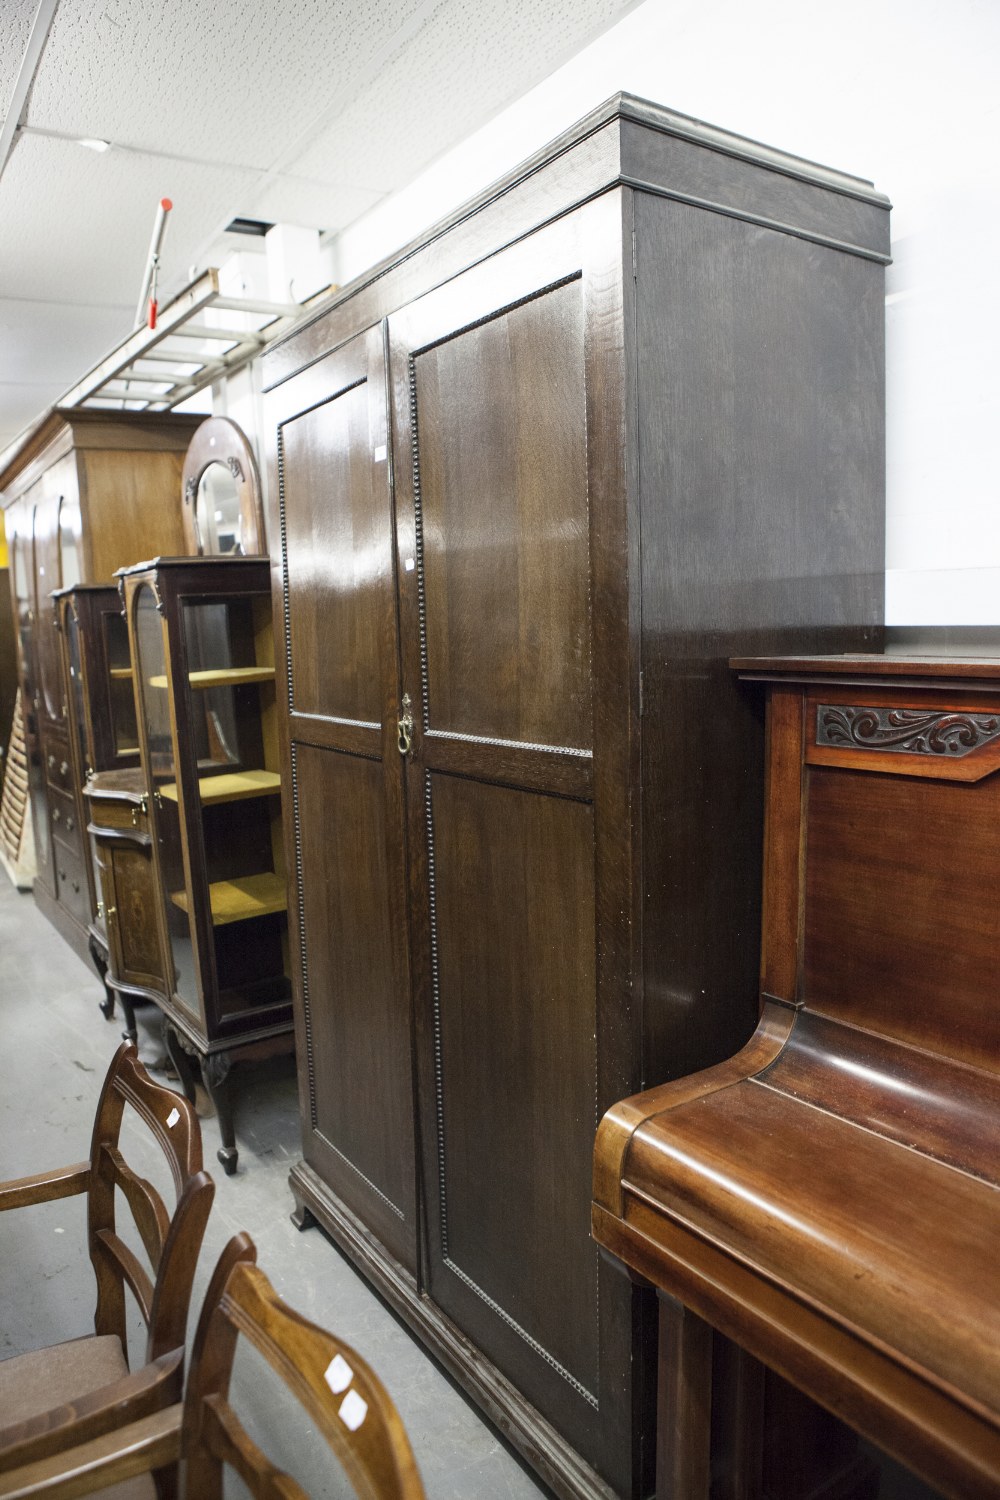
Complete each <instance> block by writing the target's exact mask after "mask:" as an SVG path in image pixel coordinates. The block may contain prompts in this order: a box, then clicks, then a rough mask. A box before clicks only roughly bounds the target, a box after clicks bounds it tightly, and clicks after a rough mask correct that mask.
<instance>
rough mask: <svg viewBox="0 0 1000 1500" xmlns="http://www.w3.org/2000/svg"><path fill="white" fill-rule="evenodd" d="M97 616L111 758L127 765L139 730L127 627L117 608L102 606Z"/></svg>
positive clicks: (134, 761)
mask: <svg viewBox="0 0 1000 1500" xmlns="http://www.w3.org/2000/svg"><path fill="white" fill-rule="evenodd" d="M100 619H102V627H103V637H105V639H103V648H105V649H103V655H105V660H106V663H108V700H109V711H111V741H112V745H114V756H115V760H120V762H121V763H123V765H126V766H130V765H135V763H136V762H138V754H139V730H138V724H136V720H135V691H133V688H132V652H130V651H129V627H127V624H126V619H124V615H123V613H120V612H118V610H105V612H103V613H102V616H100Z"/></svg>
□ □ □
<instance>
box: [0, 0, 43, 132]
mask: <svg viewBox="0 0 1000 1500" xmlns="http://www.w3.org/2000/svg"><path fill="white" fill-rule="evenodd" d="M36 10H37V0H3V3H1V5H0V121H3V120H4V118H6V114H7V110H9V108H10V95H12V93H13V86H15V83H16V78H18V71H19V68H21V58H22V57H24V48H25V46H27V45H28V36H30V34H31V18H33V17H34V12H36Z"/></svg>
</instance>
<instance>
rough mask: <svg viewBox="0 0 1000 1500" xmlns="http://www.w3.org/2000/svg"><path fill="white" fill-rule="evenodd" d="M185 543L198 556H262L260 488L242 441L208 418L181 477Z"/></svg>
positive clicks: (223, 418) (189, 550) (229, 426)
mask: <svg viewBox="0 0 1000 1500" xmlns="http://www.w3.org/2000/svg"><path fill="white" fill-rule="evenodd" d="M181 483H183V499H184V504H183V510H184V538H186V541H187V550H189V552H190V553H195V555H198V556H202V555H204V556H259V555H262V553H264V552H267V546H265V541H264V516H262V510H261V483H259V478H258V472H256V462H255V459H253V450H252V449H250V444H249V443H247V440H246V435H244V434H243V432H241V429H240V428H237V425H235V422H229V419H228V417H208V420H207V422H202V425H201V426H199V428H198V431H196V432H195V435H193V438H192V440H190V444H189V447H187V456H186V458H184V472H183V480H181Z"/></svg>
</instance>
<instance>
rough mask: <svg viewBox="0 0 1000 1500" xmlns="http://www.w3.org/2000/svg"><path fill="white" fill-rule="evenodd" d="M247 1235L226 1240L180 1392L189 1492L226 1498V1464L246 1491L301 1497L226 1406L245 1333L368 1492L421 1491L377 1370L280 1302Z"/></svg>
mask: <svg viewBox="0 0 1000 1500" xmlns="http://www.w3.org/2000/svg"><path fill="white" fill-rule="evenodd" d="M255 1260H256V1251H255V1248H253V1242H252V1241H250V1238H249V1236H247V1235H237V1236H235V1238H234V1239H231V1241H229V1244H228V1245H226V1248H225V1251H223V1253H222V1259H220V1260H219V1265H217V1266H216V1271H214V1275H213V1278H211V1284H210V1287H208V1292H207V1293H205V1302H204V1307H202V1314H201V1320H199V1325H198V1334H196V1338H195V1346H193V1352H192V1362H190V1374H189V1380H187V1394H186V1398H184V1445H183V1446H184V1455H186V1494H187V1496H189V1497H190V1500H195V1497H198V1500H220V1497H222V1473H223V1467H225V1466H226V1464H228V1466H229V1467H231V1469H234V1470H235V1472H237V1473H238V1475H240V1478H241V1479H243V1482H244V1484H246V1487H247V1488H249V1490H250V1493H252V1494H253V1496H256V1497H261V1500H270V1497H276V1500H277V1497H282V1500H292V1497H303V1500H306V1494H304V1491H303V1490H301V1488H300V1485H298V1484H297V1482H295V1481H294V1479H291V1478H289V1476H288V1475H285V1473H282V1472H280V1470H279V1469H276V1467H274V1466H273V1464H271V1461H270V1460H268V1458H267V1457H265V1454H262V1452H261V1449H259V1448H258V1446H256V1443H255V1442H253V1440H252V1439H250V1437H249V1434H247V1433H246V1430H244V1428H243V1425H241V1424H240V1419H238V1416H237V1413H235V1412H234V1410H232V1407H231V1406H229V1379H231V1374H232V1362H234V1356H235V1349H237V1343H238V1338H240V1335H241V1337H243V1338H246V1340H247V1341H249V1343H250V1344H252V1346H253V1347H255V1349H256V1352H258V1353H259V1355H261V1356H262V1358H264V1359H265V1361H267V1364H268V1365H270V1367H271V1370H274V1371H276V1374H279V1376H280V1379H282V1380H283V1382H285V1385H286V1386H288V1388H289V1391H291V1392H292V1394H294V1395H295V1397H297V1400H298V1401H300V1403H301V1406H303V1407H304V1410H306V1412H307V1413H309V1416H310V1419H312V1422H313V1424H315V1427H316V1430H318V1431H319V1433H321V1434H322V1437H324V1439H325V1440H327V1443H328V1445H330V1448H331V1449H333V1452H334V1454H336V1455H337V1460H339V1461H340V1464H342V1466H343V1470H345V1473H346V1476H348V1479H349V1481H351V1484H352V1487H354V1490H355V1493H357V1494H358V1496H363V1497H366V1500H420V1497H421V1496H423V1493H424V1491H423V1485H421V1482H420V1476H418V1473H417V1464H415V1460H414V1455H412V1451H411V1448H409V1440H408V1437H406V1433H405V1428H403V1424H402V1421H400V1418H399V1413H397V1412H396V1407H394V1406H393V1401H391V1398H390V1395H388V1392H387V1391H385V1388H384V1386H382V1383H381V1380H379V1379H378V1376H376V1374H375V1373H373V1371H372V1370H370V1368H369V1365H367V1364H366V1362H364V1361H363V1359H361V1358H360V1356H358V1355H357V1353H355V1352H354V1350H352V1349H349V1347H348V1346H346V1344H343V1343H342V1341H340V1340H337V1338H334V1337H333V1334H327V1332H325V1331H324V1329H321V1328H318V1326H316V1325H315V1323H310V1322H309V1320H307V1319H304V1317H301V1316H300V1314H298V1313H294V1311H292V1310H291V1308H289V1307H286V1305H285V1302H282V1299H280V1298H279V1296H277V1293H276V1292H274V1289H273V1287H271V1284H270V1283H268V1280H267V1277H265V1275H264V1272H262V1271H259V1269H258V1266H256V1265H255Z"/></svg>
□ □ □
TO DO: An exact copy of the lines above, from the one containing "Complete each <instance>" down to the one containing "616L111 758L127 765L139" and including both, is the whole answer; retype it and nothing else.

OUTPUT FOR THIS EXERCISE:
Complete each <instance> block by writing the target's exact mask after "mask:" as an SVG path in image pixel coordinates. The block may contain prompts in this order: a box, then clicks, then a rough mask. A box before clicks only roughly bounds the target, a box after clicks bounds it tightly, and clicks after a rough mask correct that mask.
<instance>
rough mask: <svg viewBox="0 0 1000 1500" xmlns="http://www.w3.org/2000/svg"><path fill="white" fill-rule="evenodd" d="M97 616L111 758L127 765L139 730L127 627L117 608L102 606Z"/></svg>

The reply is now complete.